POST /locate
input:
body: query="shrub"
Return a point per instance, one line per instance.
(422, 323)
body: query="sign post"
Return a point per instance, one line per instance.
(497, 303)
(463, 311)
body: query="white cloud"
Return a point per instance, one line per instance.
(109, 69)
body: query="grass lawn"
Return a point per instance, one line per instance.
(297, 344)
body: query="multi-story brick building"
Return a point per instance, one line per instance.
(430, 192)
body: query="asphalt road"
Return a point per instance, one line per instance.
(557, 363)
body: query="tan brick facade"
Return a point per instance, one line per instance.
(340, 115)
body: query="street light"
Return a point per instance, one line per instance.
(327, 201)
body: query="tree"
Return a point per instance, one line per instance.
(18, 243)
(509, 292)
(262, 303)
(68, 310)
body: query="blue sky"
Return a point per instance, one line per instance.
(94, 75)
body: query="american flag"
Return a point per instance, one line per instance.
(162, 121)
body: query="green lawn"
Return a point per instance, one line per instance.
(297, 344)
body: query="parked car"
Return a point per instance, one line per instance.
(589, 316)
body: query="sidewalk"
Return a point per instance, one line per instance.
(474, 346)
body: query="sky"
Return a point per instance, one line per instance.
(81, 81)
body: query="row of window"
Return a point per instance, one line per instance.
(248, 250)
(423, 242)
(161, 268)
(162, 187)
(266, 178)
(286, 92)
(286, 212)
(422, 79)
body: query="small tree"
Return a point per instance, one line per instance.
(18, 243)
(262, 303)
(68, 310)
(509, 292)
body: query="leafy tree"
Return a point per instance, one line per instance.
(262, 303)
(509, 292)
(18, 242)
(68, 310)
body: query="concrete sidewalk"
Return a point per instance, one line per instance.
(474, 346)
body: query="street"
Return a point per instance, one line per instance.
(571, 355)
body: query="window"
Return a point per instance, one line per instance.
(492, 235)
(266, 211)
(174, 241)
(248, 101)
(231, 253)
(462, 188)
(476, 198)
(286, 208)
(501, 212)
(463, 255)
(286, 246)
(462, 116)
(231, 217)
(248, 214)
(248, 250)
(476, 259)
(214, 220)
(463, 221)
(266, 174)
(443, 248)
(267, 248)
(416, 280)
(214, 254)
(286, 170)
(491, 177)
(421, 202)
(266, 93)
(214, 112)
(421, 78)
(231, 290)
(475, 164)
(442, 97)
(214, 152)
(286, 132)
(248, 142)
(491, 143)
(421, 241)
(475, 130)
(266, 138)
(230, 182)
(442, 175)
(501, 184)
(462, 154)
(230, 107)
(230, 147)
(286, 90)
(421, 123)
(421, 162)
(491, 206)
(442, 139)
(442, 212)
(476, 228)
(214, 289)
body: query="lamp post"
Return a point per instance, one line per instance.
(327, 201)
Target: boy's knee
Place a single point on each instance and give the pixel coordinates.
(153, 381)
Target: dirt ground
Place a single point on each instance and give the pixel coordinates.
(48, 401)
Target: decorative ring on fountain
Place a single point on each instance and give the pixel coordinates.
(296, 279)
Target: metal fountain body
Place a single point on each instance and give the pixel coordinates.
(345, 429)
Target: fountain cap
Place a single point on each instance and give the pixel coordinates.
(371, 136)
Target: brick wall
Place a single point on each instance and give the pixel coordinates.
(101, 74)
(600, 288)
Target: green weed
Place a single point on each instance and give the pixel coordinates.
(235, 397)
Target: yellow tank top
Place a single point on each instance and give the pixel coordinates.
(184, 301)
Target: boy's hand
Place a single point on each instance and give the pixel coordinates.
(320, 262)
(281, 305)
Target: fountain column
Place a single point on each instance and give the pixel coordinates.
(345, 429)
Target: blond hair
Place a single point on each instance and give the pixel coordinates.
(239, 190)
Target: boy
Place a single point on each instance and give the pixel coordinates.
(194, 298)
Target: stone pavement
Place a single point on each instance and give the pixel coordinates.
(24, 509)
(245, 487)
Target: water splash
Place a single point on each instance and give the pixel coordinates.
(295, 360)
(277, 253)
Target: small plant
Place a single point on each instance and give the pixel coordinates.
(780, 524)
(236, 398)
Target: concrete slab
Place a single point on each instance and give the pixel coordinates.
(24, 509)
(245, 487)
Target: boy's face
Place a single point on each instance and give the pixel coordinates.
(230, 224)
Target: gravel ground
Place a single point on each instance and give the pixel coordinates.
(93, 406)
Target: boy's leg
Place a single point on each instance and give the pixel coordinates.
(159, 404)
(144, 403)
==
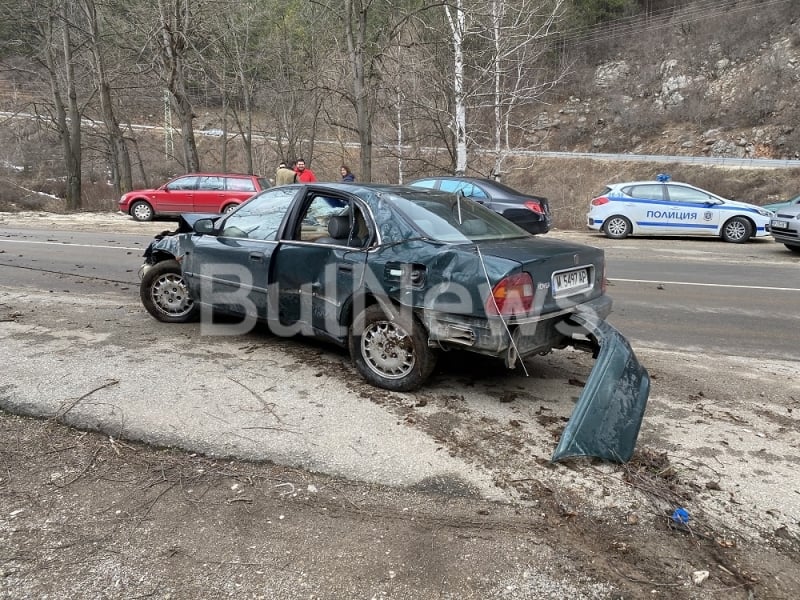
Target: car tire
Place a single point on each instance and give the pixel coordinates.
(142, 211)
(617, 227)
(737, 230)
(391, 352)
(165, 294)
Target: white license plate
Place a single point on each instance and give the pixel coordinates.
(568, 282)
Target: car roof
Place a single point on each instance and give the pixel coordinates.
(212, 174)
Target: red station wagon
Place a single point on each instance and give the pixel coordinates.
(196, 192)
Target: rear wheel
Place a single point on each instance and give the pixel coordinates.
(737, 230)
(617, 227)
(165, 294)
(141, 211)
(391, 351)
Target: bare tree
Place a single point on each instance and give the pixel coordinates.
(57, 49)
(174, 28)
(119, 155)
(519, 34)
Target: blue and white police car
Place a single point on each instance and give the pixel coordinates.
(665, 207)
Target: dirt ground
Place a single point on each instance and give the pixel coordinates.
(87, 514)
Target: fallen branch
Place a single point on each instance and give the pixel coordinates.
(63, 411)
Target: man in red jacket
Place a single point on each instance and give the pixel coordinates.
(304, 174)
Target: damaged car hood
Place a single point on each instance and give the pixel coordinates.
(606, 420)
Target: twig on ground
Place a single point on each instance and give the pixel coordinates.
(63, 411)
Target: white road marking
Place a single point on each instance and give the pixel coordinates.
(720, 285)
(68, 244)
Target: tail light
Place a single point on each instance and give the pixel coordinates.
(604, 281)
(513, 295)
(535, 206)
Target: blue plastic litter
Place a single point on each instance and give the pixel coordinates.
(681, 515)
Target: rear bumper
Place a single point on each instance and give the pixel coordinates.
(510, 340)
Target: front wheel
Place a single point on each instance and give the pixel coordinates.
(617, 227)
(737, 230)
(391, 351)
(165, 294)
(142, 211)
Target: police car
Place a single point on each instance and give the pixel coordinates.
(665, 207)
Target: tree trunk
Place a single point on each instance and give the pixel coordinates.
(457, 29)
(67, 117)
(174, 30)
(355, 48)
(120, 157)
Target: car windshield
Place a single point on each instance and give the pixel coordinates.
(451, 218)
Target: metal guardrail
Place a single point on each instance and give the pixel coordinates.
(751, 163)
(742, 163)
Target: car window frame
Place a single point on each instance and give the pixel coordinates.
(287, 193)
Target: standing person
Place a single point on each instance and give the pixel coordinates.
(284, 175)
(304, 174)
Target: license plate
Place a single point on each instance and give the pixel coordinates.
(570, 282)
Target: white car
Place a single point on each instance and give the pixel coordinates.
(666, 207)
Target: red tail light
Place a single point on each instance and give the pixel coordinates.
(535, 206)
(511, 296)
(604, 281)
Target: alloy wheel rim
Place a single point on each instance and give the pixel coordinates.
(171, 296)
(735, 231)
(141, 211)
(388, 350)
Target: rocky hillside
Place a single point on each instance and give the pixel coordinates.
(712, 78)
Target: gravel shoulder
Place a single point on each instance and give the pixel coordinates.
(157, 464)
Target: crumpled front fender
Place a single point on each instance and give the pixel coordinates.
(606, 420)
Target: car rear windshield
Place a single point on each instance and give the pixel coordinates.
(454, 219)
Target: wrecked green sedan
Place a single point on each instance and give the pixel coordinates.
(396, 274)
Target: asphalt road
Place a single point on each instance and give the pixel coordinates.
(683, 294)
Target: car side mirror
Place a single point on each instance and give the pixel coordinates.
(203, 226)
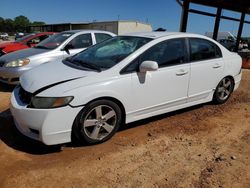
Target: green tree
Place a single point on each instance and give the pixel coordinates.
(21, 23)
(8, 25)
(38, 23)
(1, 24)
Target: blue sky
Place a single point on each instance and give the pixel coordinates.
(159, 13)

TASK DESCRIPTION:
Locate every line above that contains the word "gravel", and copy each of those lines in full.

THE COMPLETED TASK:
Target: gravel ground
Target: gravel shoulder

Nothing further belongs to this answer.